- [Exercise aim]: Examine the entries and show every line in which the word "dryer" is found.

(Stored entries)
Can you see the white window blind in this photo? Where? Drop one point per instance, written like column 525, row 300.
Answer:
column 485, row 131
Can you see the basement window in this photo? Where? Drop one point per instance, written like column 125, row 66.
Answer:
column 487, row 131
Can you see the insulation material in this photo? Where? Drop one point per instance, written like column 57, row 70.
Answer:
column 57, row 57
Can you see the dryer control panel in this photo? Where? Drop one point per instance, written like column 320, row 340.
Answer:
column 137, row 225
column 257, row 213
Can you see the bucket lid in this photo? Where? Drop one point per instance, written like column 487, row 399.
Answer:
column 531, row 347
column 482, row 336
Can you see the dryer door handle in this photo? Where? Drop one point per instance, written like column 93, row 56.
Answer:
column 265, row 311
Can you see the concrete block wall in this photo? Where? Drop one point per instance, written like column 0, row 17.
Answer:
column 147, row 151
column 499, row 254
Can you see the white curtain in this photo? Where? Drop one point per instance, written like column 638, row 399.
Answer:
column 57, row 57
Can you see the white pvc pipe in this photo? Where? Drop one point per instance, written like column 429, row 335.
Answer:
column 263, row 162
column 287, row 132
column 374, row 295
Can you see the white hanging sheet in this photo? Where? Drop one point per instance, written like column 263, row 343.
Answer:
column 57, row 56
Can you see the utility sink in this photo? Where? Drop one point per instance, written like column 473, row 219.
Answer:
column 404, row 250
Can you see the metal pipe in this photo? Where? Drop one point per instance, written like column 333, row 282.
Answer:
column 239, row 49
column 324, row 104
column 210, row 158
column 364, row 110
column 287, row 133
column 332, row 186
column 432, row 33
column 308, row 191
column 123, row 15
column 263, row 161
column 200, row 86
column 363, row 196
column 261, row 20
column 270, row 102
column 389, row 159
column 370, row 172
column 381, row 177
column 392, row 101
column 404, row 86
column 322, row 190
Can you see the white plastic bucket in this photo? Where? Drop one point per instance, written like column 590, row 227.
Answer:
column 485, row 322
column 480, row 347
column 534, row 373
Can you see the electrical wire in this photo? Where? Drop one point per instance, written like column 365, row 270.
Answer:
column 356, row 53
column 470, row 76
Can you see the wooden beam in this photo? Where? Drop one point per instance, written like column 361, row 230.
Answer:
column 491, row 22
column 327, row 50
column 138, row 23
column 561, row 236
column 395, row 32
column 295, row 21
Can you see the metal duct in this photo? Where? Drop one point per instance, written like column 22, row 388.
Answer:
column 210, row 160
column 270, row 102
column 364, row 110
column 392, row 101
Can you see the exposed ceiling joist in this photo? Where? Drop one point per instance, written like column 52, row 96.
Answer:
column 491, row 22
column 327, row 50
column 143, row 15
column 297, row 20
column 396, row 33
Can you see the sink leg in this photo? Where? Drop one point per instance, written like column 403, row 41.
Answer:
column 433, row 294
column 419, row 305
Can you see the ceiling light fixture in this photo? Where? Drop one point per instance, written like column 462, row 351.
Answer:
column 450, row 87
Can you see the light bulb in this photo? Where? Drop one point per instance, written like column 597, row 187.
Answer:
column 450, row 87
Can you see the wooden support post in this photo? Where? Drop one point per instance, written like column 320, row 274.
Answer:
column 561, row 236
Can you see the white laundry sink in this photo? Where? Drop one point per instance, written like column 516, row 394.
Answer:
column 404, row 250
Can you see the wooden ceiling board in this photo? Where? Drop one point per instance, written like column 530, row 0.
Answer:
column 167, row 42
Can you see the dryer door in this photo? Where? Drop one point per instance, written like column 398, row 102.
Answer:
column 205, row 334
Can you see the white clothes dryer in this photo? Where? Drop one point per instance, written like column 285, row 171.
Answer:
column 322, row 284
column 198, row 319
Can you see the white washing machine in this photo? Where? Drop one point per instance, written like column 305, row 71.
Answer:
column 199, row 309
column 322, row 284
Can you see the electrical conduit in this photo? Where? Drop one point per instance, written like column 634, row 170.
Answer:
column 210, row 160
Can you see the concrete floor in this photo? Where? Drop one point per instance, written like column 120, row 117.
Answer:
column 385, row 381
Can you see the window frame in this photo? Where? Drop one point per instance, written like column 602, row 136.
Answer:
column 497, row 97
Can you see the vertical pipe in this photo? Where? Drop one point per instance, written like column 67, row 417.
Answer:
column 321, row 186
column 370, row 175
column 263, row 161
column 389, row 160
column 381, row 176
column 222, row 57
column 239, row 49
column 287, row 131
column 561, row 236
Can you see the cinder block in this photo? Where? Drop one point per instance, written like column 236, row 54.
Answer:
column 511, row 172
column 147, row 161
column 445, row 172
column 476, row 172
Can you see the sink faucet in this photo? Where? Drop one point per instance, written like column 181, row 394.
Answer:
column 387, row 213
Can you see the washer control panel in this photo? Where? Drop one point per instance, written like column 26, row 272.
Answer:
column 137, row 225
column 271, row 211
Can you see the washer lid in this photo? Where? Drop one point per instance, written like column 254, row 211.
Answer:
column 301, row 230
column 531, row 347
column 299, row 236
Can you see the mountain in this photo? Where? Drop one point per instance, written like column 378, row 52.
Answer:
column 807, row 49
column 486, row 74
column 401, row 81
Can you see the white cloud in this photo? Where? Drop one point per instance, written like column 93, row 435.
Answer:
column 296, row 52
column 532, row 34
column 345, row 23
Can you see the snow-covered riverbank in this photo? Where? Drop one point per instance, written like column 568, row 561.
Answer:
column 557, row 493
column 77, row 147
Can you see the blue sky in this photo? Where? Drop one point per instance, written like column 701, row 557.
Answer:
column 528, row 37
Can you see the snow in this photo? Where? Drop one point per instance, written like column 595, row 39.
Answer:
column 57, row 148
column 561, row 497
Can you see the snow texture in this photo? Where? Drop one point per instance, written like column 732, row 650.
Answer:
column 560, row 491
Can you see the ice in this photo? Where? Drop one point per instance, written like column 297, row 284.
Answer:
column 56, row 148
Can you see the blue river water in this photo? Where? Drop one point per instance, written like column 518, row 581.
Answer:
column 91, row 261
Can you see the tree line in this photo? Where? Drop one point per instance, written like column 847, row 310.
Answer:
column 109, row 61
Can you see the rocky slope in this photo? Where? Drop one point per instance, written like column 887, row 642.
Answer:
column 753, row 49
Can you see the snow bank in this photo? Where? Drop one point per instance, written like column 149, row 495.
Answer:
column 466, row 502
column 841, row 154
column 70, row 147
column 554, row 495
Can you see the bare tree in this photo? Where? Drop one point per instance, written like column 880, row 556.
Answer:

- [Task output]:
Can you see the dryer control panel in this photo? Where? Drop one point per instance, written like column 320, row 340.
Can you see the dryer door handle in this photo? Where? Drop one point per instance, written like column 93, row 56.
Can you see the dryer door in this photo? Where? Drop one point per instance, written like column 398, row 102.
Can you see the white clothes dryer in this photo? Where? Drop one point per instance, written like column 285, row 171.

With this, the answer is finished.